#### [WHAT YOU HAVE TO DO]
Return each line of the records that contains the word "blue".

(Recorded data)
==*==

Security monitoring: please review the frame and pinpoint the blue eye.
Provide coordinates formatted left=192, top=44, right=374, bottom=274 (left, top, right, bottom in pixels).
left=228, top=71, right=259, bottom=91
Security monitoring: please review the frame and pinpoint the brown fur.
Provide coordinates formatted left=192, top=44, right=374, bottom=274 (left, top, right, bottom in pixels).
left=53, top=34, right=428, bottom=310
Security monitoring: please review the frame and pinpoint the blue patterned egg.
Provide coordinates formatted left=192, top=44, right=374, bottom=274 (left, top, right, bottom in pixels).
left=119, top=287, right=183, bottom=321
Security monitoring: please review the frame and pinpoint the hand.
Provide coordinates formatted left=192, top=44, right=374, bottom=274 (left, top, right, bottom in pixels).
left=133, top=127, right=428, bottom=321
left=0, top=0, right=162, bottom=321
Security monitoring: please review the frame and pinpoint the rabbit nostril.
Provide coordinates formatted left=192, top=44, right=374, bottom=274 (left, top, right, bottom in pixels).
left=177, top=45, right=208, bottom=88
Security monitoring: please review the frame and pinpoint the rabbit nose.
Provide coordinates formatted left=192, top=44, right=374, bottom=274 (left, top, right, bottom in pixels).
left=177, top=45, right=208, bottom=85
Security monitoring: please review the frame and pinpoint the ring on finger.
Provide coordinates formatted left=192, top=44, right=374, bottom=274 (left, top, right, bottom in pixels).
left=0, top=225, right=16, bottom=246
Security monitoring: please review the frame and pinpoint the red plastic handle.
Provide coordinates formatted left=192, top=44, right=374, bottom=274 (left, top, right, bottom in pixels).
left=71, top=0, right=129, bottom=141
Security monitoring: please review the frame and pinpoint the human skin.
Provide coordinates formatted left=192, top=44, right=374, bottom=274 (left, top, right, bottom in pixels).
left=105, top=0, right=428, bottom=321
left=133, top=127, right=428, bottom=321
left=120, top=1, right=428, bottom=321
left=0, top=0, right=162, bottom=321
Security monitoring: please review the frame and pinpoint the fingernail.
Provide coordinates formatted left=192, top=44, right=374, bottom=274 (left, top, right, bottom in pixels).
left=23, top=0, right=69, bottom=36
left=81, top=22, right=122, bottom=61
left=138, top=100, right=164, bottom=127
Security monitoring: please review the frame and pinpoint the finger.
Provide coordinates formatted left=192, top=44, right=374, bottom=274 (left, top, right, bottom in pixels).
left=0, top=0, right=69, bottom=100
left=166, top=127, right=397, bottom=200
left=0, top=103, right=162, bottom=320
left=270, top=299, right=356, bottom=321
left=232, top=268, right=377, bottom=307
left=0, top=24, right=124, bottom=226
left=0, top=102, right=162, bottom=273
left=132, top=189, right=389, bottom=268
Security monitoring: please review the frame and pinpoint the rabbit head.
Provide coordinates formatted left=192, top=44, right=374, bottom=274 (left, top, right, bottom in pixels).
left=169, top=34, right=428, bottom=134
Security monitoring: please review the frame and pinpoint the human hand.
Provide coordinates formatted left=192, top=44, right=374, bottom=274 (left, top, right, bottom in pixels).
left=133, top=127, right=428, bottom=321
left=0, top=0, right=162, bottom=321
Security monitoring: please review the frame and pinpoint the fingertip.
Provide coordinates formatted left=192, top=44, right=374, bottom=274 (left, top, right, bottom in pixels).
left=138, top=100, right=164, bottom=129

==*==

#### [ANSWER TO THE EXERCISE]
Security monitoring: please review the frame and pinpoint the blue eye.
Security monitoring: please review the frame and pinpoint the blue patterned egg.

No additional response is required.